Write the next part of the forum post about keeping spare GPS units on a boat, picking up right after its last line.

» **Document segment**
* * * * *

3 is overkill... that is why I have 4 aboard.... and another for land
based activity.

back in the days when dinosaurs ruled the earth and GPSs were expensive
and Lorans where not accurate in the Bahamas, I lost my only GPS due to
a lightning storm on my first day of a long trip...I enjoyed trying to
do plots in 3-5 ft seas while going 20+ kts. We all survived and had a
great time but I now have 2 GPS plotters, one hand held plotter and an
additional GPS that came with this boat (I use it as a tide chart and
clock but it's there just in case the other three die)

BTW.. I ALWAYS have the hand held NOT hooked up to any power, etc just
incase I get into another lightning storm and loose my whole dash again.



Larry wrote:
"b393capt" wrote in
oups.com:


Can I make a good case for installing a 2nd GPS antenna at the helm
E-80?

* * * * *

[Stored items from a collection]
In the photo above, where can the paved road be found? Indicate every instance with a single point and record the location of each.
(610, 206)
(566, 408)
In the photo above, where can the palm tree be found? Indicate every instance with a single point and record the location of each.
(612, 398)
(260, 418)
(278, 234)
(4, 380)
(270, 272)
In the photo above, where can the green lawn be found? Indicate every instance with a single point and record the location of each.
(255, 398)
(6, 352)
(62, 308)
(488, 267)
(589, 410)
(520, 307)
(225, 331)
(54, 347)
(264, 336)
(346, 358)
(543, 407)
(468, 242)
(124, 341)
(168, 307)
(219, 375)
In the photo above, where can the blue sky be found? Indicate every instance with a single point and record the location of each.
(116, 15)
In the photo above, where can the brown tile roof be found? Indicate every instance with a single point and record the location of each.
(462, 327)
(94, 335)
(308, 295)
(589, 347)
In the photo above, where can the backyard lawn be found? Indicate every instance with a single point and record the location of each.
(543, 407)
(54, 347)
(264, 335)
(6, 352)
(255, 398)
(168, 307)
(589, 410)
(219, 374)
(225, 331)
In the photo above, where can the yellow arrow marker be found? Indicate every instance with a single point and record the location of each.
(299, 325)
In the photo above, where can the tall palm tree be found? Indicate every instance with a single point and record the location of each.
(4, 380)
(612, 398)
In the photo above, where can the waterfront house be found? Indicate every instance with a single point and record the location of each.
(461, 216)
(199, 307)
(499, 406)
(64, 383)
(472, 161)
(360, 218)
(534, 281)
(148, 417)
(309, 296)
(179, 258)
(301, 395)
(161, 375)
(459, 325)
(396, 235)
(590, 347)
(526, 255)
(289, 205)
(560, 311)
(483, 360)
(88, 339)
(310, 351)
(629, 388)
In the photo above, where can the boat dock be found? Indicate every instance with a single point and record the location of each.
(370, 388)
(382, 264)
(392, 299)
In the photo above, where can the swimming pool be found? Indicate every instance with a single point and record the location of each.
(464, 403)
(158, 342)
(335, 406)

* * * * *

» **Final result**
There's two on Lionheart. One is the Raymarine Raystar 120 hooked to the
RL-70CRC color radar's plotter and the other is the old trusty Garmin 185
chart plotter right next to it. The antennas are safely tucked away
between the hand crank for the traveler and the port side of the hard top,
not out where the excitable crew will get a line wrapped around the domes
and tear them off inadvertently. They both work great through the
fiberglass hard top on the center cockpit.

There's usually 2 or 3 handhelds aboard, plus the one in the 406 Mhz EPIRB
in the ditch bag, just in case.

You can't have too many GPSs aboard, even the oldest ones made work great
with no selective availability to screw them.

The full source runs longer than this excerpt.